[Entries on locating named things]
'''
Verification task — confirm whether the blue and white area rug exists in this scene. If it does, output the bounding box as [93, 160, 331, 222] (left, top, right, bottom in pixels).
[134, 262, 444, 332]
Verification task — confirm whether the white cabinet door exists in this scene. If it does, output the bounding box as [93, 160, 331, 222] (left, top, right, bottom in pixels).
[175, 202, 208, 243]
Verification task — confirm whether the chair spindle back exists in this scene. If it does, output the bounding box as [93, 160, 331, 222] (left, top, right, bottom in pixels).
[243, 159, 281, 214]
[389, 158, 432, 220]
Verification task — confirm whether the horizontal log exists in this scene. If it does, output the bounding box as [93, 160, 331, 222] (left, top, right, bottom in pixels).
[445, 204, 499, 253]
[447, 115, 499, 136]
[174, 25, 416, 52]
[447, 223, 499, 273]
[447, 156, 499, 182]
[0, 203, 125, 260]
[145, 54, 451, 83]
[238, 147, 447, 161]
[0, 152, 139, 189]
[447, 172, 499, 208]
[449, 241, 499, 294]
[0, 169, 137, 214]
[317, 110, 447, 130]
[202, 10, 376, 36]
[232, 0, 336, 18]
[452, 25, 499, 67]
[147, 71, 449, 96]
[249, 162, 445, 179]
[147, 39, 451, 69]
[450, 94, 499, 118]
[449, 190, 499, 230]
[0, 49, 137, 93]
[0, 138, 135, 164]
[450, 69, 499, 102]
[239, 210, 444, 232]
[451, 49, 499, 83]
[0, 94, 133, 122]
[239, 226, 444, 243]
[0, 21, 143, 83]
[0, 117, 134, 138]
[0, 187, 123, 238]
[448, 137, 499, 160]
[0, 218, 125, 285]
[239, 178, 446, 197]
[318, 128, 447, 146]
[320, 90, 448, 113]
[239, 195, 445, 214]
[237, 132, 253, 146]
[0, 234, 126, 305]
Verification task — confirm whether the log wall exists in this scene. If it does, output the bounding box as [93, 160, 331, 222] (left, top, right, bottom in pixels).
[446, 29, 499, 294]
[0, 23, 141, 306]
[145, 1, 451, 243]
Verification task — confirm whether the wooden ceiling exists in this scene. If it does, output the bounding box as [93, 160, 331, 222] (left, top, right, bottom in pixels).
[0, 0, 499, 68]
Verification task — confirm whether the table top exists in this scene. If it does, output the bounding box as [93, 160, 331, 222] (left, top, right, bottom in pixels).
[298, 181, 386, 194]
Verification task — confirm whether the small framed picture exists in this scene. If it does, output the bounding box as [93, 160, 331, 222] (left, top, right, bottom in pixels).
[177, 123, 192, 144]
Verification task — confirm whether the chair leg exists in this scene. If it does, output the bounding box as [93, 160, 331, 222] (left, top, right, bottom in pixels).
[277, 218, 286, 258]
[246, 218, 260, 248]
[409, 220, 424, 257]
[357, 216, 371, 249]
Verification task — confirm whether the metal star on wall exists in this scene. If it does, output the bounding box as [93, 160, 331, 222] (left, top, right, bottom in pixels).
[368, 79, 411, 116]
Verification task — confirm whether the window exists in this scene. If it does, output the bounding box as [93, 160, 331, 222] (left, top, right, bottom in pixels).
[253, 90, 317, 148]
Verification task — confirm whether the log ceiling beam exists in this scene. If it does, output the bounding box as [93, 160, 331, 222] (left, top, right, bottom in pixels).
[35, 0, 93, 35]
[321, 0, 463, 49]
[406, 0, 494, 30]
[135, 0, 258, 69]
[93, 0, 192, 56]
'''
## Objective
Please update the lines beginning with the one that has "Verification task — confirm whether the small" and ending after the one that has "[253, 90, 317, 148]", changing "Verification task" to "Check task" and leaving everything else unchanged. Return only those lines.

## Response
Check task — confirm whether the small framed picture exists in this scene. If it does, output the bounding box as [93, 160, 331, 222] (left, top, right, bottom in pixels).
[177, 123, 192, 144]
Check task — confirm whether the chair leg exists in this scene. If it does, output the bounding box as [93, 160, 331, 222] (left, top, right, bottom in pixels).
[277, 218, 286, 258]
[246, 218, 260, 248]
[409, 220, 424, 257]
[357, 216, 371, 249]
Check task — confirm whether the metal star on wall exists in this scene. If it does, output the bounding box as [93, 160, 331, 222] (left, top, right, bottom in pixels).
[368, 79, 411, 116]
Check task — confirm whether the window exists in this scene. If it does, output the bounding box as [93, 160, 331, 222] (left, top, right, bottom in pixels).
[253, 90, 317, 148]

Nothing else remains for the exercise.